- **Supplied text**:
################

Cover of Japanese tankōbon 5

====Japanese====
1. ISBN 4-592-17871-8 released on January 6, 2003
2. ISBN 4-592-17872-6 released on August 4, 2003
3. ISBN 4-592-17873-4 released on March 5, 2004
4. ISBN 4-592-17874-2 released on November 5, 2004
5. ISBN 4-592-17098-9 released on March 5, 2005

====English====
1. ISBN 1-4215-0289-5 released on November 6, 2005
2. ISBN 1-4215-0352-2 released on February 6, 2006
3. ISBN 1-4215-0353-0 released on May 2, 2006
4. ISBN 1-4215-0354-9 released on August 1, 2006
5. ISBN 1-4215-0355-7 released on November 7, 2006

==Reception==
Paul Dale Roberts from Manga Life said Beauty is the Beast is "a story that women and girls should enjoy", but he found himself "getting sleepy in some parts of the story". Julie Rosato from Mania Entertainment commented that the artwork "is pretty typical for shoujo works, with nothing particularly outstanding about it." Rosato compared the series with Here is Greenwood, but "while it shares with Greenwood plenty of quirky characters and a quiet, nearly sneaky wit, it so far lacks the same charm." She also can't "quite tell if the focus of this story is supposed to be on the various (and sometimes romantic) adventures of the wacky dorm-mates or if it will be on the painfully clumsy love developing between Eimi and Wanibuchi."

################

- **Records**:
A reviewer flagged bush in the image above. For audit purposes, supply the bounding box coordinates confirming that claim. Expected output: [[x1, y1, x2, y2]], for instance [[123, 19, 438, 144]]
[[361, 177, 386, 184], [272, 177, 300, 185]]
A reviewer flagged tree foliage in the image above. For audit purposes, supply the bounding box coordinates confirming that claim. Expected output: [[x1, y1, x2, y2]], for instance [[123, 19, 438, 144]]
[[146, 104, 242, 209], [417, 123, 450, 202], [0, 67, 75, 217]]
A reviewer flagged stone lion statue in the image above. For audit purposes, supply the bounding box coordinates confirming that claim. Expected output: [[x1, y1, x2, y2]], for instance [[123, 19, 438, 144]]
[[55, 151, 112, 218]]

################

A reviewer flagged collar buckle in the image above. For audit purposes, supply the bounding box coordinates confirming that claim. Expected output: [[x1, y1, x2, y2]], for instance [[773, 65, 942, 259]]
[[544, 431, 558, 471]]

################

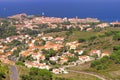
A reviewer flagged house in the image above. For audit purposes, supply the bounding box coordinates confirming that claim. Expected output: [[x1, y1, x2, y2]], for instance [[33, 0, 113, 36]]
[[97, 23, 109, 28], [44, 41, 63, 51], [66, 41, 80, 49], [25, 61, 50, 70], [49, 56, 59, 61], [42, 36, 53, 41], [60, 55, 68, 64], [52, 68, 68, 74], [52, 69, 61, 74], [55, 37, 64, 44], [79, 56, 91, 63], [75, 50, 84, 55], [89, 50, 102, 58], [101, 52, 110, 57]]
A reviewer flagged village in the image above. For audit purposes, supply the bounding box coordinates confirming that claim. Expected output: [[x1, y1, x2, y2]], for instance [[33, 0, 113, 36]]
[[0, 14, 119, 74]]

################

- **Assignment A**: In the text about Beauty is the Beast, which series does Julie Rosato compare it with?
- **Assignment B**: Pick up the text about Beauty is the Beast after its final sentence and carry it on.
The records are separate material and have nothing to do with the text about Beauty is the Beast.

- **Answer area A**: Here is Greenwood.

- **Answer area B**:
Writing for IGN, Jessica Chobot noted that "although [it is] focused primarily on the relationship between Eimi and Wanibuchi, Beauty is the Beast is a collection of off-kilter love stories, bringing to light all the adventures amongst the students at Seikei Academy in a lighthearted and charming manner." Chobot praised the artwork, "although the lack of solid blacks and overuse of similar toned grays cause the illustrations to look floaty and not solid. However, emotions are well-conveyed through the use of line work." In 2005, Beauty is the Beast was listed by IGN as the tenth best shōjo manga released in English.